Sunday, September 26, 2010

Blessed Rainy Day


Pictured above: the torrential rains and lightning-filled storms of Blessed Rainy Day

The 23rd of September is the last day of monsoon season in Bhutan, and is known as Blessed Rainy Day. The night before, you're supposed to leave a bucket out and then take a bath in the morning with the night's rainwater. This ritual cleaning supposedly will wash your sins away. Due to Blessed Rainy Day being more like Blessed Picnic Day, the only rainwater bath I got on Thursday was when I scooped a thimble's worth of water out of the concave top of a mushroom and wetted my hair.

Jon and I went hiking to a nearby monastery. More pictures of the beautiful place I live in, aren't you jealous, blah blah blah.




Above picture by Jon, I think.

Most monasteries have solar panels since the power lines don't go to the tops of mountains.
Picture of the Thimphu valley. Picture by Jon.





Saturday, September 18, 2010

A Celebration to Vishwakarma

So the Thimphu Tsechu was going on all at Tashichoddzong (Wikipedia has some wicked pics of the place) the whole weekend, but the real party was on the streets, where the machine workers of Bhutan were celebrating the Vishwakarma Puja. Vishwakarma is the seventh son of Brahma, and is a mechanical genius who even made several flying machines. In his honor, on Friday every construction site and machine shop took time off, built either an altar or a small temple to get down in, and partied like mad crazy. Hella Bollywood. Saturday morning everyone piled into the back of the umpteen construction trucks driving around Thimphu and just went around cheering and pumping their fists. One Christmas-tree like truck after another, just loads and loads of mostly Bengali men shouting uproariously at you.

_PROVIDED MATERIAL_:

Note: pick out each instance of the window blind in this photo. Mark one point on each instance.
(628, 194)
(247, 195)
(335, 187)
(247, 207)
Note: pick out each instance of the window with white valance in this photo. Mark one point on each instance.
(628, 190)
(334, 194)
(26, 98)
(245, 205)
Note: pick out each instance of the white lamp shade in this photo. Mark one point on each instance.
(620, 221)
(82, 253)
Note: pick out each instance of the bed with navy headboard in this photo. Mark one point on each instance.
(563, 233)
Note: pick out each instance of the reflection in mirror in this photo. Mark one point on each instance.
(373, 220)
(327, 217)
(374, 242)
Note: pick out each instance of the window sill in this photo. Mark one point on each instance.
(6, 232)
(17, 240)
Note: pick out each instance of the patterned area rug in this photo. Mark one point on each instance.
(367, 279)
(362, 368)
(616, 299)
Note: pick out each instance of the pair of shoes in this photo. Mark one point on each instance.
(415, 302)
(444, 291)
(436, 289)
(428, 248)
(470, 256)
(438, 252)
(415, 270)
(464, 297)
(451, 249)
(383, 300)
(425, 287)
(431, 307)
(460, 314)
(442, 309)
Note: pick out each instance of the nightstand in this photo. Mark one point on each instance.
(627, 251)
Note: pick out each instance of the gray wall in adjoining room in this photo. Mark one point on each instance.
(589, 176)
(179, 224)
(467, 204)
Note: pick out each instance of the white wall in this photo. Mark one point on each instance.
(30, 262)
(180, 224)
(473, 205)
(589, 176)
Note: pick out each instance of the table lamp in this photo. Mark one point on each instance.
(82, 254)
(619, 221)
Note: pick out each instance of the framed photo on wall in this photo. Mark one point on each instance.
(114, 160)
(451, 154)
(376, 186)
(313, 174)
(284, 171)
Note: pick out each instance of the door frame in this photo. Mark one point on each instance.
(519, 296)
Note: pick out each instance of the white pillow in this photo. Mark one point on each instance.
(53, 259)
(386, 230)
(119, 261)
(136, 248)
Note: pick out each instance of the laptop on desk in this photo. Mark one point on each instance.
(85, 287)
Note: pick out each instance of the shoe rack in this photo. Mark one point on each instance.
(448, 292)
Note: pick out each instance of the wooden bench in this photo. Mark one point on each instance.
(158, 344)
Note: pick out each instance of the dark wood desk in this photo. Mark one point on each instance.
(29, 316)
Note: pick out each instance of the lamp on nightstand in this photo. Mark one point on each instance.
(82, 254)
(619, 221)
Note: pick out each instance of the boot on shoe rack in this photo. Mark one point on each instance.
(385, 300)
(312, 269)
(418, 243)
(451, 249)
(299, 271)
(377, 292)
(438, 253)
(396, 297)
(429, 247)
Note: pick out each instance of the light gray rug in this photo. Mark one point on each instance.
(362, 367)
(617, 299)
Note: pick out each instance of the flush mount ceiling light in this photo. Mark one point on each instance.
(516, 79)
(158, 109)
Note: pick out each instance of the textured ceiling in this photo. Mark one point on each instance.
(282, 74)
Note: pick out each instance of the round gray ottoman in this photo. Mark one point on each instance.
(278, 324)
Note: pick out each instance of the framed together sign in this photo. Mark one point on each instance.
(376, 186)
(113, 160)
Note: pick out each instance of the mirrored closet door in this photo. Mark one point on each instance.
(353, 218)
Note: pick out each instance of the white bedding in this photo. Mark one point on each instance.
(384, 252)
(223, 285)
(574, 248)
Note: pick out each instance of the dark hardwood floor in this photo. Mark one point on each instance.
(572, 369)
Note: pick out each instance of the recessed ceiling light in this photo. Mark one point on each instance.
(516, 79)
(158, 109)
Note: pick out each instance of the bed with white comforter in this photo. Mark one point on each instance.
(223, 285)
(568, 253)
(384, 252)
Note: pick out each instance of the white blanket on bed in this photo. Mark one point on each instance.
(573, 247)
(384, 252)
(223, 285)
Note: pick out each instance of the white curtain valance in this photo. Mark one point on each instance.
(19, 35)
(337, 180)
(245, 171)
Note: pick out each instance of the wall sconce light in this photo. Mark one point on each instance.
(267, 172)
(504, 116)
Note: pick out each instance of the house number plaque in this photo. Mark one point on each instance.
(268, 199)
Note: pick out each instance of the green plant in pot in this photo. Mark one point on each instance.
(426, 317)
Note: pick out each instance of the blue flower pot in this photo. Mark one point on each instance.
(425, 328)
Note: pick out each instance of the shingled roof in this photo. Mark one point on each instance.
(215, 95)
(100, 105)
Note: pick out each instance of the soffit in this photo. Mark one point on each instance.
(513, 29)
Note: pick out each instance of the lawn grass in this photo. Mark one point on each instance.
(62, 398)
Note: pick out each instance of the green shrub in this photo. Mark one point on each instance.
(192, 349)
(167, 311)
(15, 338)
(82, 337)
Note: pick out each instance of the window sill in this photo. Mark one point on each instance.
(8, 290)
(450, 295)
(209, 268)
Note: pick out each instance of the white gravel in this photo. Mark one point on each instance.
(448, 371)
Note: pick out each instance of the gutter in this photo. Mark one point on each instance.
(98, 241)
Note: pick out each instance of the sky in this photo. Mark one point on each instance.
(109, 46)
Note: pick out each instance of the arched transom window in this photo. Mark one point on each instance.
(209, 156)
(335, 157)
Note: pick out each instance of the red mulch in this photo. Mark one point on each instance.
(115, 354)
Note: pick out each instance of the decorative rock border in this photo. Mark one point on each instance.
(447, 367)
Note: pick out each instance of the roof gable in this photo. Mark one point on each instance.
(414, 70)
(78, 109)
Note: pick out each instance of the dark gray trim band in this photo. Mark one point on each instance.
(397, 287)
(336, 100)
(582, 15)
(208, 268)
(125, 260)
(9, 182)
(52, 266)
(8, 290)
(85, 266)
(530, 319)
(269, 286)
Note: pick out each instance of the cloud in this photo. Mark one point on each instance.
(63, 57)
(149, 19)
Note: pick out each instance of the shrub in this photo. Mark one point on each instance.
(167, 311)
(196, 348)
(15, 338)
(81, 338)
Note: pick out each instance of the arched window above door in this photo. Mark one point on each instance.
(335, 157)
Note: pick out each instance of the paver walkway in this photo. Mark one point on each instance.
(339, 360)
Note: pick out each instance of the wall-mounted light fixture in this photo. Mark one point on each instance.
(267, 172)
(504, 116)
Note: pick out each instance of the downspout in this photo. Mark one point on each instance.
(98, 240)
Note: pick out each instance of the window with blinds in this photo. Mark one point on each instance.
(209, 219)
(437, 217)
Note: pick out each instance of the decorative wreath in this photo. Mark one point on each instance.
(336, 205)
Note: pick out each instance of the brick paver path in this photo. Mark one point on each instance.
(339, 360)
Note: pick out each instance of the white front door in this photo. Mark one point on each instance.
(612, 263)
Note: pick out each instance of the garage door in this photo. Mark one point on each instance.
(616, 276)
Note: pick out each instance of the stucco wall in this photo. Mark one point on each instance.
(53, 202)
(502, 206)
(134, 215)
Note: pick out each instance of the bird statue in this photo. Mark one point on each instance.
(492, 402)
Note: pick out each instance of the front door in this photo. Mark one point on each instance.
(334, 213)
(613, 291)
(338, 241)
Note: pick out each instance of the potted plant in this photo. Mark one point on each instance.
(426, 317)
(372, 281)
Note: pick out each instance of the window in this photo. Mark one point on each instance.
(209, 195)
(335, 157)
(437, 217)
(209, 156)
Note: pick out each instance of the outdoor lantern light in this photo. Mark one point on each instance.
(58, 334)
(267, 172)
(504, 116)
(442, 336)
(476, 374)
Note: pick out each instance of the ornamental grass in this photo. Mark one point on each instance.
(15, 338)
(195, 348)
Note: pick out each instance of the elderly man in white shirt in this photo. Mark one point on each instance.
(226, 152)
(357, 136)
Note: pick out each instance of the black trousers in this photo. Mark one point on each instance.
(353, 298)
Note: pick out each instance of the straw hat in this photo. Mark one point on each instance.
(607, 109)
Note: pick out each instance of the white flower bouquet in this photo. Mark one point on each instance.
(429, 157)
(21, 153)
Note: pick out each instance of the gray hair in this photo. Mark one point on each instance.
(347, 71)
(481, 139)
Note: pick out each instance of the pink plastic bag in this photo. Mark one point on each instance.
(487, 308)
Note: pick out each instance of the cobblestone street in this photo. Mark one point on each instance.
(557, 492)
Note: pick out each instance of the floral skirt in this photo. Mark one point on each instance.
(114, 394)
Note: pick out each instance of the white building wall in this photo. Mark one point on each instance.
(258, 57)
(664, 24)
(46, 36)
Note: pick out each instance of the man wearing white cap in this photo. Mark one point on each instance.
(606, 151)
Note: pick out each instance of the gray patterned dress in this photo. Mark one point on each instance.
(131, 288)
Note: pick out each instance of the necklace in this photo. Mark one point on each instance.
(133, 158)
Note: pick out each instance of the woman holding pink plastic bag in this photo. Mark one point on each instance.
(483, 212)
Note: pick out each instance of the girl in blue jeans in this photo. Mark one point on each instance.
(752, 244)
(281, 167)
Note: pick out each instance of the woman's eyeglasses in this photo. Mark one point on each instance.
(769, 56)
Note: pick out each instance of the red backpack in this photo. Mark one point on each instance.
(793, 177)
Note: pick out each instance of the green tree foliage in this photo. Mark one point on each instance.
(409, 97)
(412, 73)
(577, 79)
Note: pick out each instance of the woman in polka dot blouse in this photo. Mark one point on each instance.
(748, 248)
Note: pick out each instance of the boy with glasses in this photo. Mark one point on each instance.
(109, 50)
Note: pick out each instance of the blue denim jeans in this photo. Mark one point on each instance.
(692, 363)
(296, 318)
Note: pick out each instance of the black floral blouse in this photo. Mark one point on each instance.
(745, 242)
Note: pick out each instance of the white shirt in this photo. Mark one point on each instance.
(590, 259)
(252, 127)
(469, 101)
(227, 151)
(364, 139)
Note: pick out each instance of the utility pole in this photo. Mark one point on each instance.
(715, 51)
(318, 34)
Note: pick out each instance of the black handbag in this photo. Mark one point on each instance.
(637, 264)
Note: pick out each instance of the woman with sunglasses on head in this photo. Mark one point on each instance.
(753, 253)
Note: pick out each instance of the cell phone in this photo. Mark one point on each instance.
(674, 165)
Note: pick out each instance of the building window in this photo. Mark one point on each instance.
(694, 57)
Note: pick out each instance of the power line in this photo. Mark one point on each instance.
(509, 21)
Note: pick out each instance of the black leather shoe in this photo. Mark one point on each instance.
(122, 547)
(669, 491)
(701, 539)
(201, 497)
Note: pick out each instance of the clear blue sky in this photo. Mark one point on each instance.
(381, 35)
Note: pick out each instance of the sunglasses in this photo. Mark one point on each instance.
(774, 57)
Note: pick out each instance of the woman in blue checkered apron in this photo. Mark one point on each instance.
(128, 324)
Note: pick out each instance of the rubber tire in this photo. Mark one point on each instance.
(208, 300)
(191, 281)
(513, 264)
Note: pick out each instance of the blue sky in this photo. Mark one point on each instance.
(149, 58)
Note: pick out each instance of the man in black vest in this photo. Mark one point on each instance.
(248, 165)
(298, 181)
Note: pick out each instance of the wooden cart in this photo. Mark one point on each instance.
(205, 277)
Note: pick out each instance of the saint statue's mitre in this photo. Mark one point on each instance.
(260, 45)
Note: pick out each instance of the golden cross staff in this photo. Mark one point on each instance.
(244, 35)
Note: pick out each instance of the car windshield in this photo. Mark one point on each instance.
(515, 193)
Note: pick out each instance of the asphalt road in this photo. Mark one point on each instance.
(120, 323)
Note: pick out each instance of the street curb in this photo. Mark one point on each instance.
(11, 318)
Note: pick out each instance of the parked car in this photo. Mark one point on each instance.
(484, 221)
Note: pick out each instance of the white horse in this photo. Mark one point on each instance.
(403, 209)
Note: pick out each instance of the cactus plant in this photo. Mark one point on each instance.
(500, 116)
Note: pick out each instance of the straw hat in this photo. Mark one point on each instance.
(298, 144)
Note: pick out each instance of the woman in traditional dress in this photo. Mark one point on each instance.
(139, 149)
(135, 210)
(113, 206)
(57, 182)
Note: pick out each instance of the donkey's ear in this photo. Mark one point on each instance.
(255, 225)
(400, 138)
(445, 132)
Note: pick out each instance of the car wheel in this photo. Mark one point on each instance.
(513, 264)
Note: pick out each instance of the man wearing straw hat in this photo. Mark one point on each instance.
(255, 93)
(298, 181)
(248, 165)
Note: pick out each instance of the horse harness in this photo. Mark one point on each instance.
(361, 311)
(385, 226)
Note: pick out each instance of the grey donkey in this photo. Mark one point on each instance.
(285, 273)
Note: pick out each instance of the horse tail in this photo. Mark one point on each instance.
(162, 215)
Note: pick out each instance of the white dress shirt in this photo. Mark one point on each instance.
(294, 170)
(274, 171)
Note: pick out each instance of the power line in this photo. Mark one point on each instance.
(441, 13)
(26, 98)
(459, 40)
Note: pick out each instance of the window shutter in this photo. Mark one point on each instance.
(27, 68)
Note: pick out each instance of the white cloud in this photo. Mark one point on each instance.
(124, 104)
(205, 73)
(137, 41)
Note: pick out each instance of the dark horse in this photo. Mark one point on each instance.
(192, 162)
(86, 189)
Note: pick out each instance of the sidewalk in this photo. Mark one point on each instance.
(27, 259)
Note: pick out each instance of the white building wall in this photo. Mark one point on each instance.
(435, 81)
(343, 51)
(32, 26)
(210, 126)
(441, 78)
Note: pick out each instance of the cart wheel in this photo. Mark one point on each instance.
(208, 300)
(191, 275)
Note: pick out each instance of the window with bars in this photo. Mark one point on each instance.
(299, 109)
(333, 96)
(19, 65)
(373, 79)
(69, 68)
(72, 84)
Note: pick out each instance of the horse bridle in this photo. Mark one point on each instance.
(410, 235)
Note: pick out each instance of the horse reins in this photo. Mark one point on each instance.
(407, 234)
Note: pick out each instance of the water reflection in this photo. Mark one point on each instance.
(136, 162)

_WORK INSTRUCTIONS_: Resume the blog posts about life in Bhutan, continuing the entry on the Vishwakarma Puja from its final sentence.

_OUTPUT OF THE TASK_:
You can read more about the Vishwakarma Puja here, here, or here.

Sunday, September 12, 2010

The Hike to Cheri, Pt. 2

Some odd number of weekends ago, Jon and I wanted to get out of the city. So we decided to go to Tango and Cherri, two monasteries near enough to drive to but far enough out that we could ignore the lit, wired, developing, back-alley-borough-rat's-nest of a settlement to the south

My notes from that time in the wilderness are hastily scrawled, and my sweat bled out most of the ink, but I can make out some things:

"filming Ms. Bhutan competition, #14 cute, all look better in real life than on television"

So we didn't escape civilization at all. In fact, we didn't even escape people we know. While examining a rock which contains the Zhabdrung's riding yak's tongue (hidden there as a treasure), Jon and I met three individuals who turned out to be the Prime Minister's secretary (Jesus, this is a small country) and two teacher's who were friends of Daniel's. We find this later fact out when we walk into Cherri (at this point our camera ran out of battery and died, sorry) (past the cutest mountain goats/baby-deer-look-alikes you've ever seen. Again, sorry) and into a hospitality house set up by the monks and see Daniel. It turns out the entire teacher population of Ugyen Academy had come for a quick vacation at Cherri.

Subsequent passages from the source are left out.